Please retype every entry, keeping each one exactly as written.

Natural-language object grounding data
------

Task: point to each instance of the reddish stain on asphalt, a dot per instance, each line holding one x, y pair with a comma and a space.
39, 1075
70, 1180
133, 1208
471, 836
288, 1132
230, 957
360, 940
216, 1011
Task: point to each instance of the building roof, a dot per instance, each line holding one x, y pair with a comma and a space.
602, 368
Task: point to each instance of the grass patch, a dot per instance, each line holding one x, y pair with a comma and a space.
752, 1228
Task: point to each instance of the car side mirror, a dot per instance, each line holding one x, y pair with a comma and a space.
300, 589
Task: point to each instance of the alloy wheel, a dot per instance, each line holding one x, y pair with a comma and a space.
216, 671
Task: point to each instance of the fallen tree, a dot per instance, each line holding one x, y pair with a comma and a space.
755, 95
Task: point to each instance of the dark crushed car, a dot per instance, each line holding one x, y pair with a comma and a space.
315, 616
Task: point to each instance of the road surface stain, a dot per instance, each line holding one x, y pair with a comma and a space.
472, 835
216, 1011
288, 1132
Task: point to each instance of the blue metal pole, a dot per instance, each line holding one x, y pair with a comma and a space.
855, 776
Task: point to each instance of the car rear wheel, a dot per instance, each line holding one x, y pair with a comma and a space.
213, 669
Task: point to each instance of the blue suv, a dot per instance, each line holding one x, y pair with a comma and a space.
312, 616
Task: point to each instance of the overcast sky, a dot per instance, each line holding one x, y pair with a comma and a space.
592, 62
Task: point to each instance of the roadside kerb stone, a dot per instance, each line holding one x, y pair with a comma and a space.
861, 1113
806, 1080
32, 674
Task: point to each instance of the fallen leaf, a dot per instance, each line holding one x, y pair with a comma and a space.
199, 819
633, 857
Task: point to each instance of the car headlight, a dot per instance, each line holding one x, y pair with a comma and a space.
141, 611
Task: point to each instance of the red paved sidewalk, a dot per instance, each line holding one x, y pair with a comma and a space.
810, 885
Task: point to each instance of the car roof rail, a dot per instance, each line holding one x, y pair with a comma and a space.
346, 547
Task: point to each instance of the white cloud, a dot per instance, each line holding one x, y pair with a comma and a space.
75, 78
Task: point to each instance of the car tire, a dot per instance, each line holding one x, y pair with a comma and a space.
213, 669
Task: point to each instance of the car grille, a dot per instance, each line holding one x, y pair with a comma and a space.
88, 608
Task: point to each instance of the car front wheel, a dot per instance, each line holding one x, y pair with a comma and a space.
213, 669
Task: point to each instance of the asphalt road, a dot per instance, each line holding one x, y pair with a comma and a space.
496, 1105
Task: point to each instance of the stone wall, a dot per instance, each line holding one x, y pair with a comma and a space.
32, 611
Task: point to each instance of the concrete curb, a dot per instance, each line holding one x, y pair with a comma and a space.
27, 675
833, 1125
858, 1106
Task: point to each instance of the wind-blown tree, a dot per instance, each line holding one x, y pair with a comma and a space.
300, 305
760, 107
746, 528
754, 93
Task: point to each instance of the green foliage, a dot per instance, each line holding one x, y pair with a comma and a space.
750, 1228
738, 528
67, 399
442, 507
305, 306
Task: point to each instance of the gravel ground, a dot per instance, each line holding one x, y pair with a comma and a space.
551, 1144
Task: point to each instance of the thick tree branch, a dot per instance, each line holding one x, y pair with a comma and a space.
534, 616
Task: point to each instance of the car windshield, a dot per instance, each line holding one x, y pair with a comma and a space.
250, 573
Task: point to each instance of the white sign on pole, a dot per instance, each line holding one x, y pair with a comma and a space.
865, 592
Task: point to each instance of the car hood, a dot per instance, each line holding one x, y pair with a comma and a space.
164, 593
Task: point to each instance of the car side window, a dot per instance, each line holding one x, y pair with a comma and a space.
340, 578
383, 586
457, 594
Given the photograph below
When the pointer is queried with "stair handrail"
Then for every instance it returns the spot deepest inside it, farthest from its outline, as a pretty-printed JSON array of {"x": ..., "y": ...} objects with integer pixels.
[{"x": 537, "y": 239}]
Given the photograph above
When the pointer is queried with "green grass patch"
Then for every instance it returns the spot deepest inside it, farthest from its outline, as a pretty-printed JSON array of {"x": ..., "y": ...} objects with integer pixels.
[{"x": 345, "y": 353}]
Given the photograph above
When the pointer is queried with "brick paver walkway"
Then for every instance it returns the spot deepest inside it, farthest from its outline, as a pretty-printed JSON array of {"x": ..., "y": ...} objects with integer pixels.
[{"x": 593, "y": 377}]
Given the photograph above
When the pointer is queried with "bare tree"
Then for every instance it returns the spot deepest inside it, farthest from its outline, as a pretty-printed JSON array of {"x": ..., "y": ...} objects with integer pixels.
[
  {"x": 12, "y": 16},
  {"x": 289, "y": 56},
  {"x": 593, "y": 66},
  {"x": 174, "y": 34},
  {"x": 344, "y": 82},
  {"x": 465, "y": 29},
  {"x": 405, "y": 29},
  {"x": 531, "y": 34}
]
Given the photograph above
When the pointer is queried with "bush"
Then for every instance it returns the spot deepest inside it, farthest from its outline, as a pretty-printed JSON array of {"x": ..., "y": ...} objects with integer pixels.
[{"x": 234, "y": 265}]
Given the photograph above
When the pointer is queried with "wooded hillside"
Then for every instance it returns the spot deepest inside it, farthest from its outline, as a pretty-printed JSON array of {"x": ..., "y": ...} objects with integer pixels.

------

» Solved exercise:
Task: point to each instance of the reddish stain on asphalt, a dot per instance, each line holding one x, y pair with a comma and a space.
39, 1075
70, 1180
133, 1208
471, 836
288, 1132
230, 957
360, 940
216, 1011
Task: point to each instance of the building roof, a dot per instance, each line holding one x, y pair with a comma and a space.
602, 368
Task: point to each instance of the grass patch, a dot per instance, each line holding one x, y pair with a comma and a space.
752, 1228
Task: point to each instance of the car side mirror, a dot per instance, each line holding one x, y pair with a comma and a space.
300, 589
Task: point to each instance of the alloy wheel, a dot per instance, each line holding one x, y pair with a comma and a space.
216, 671
Task: point to each instance of the fallen tree, a dot per instance, each line holding one x, y pair with a comma and a space.
755, 95
Task: point to each instance of the dark crushed car, a dot per instance, each line holding one x, y pair with a comma and a space.
315, 616
Task: point to each instance of the road surface stain, a dot per instance, each line holding one x, y pair with a comma and a space.
472, 835
216, 1011
288, 1132
Task: point to each instance of the blue metal pole, a dot per instance, each line holding one x, y pair with a comma and a space.
855, 776
Task: point to each instance of the car rear wheel, a dot per instance, each line holding one x, y pair with a comma and a space.
213, 669
Task: point to each instance of the blue suv, a dot per instance, each line holding one x, y pair with a comma and a space.
312, 616
Task: point to each instance of the overcast sky, a dot per instance, each line holding one x, y pair with a comma and a space.
592, 62
Task: point to each instance of the roadside kerb stone, a dot per instance, each line holding one x, y pair with a comma and a space.
861, 1113
806, 1080
32, 674
Task: point to each instance of the fallen leaf, a dot per instance, each line holding one x, y pair with a comma and a space.
199, 819
633, 857
Task: point to each instance of the car headlight, a dot per instance, each line holding one x, y pair with a comma and a space.
141, 611
Task: point to each instance of the red paved sidewalk, a dot per instance, each line holding one x, y pair with a comma and a space.
810, 885
Task: point to each instance of the car roof rail, a dot per instance, each line holding one x, y pair with a comma and a space.
346, 547
Task: point to each instance of the white cloud, a dot per instance, each line holding one x, y pair with a comma and a space.
75, 78
Task: point to each instance of the car tire, a dot per instance, each line holding one x, y pair with a comma and a space.
213, 669
Task: point to each instance of the car grille, a dot per instance, each line holding one x, y pair with a comma and a space.
88, 608
Task: point to each instance of the car front wheel, a dot per instance, each line holding one x, y pair with a comma and a space.
213, 669
Task: point to each instance of the asphalt road, a dot per instance, each line holding one x, y pair with a comma and a space.
496, 1105
Task: point to each instance of the stone wall, a dot per instance, each line holding one x, y pair with a comma and a space.
32, 611
Task: point to each instance of the concrete curb, a dot per instance, each line holding one x, y pair with a comma and a space.
27, 675
833, 1125
858, 1106
Task: point to each instance of the wind-blown tree, a dot per instance, each line holding one x, y pair with a comma and a space.
300, 305
760, 107
746, 528
754, 93
Task: point to each instance of the green foliage, a dot per instance, each line holding one x, y pair with a comma and a space.
750, 1228
738, 528
67, 399
442, 507
305, 306
Task: point to each instance of the gravel ground, a dot per instance, each line holding one x, y pair with a comma and a space.
551, 1144
Task: point to each instance of the thick tree branch, a dot per instance, each line holding one x, y pair with a comma and a space.
534, 616
Task: point to each instance of the car windshield, a dot per instance, each line holding one x, y pair with a comma and a space.
250, 573
Task: point to each instance of the white sign on pole, a dot per instance, each line holding one x, y pair with a comma and a space.
865, 592
Task: point to each instance of the car hood, a dot per instance, each line holding one x, y pair with a comma and a space.
164, 593
Task: point to each instance of the car side window, a dot per instance, each line holding one x, y pair with a comma and a space.
340, 578
383, 586
457, 594
Given the photograph below
When the pointer is queried with "stair handrail"
Then for every instance it returns the spot deepest inside it, farthest from its outline, as a pretty-printed JSON array of {"x": ..., "y": ...} objects with integer pixels.
[{"x": 537, "y": 239}]
Given the photograph above
When the pointer is queried with "green grass patch"
Then for every instance it returns the spot deepest inside it, farthest from its outline, as a pretty-printed JSON array of {"x": ..., "y": ...} objects with integer pixels.
[{"x": 345, "y": 353}]
Given the photograph above
When the pointer is queried with "brick paver walkway"
Then for every instance it returns the spot deepest inside it, farthest from its outline, as a pretty-printed JSON array of {"x": ..., "y": ...} objects with integer pixels.
[{"x": 593, "y": 377}]
Given the photograph above
When the pointer is queried with "bare tree"
Then for every instance it returns the spot deepest inside it, farthest from its outline, as a pretty-printed JSON array of {"x": ..., "y": ...} objects with integer pixels.
[
  {"x": 12, "y": 16},
  {"x": 289, "y": 56},
  {"x": 593, "y": 66},
  {"x": 174, "y": 34},
  {"x": 344, "y": 82},
  {"x": 465, "y": 29},
  {"x": 405, "y": 29},
  {"x": 531, "y": 34}
]
Given the photograph above
When the pointer is queried with "bush"
Then for every instance it returns the spot deepest inside it, farthest from its outline, as a pretty-printed JSON array of {"x": ..., "y": ...} objects with integer pixels.
[{"x": 234, "y": 265}]
Given the photograph above
When the pointer is queried with "wooded hillside"
Then for every instance it returns the spot deepest inside it, farthest from its outline, as a pretty-printed JSON array of {"x": ..., "y": ...} objects with integer pixels.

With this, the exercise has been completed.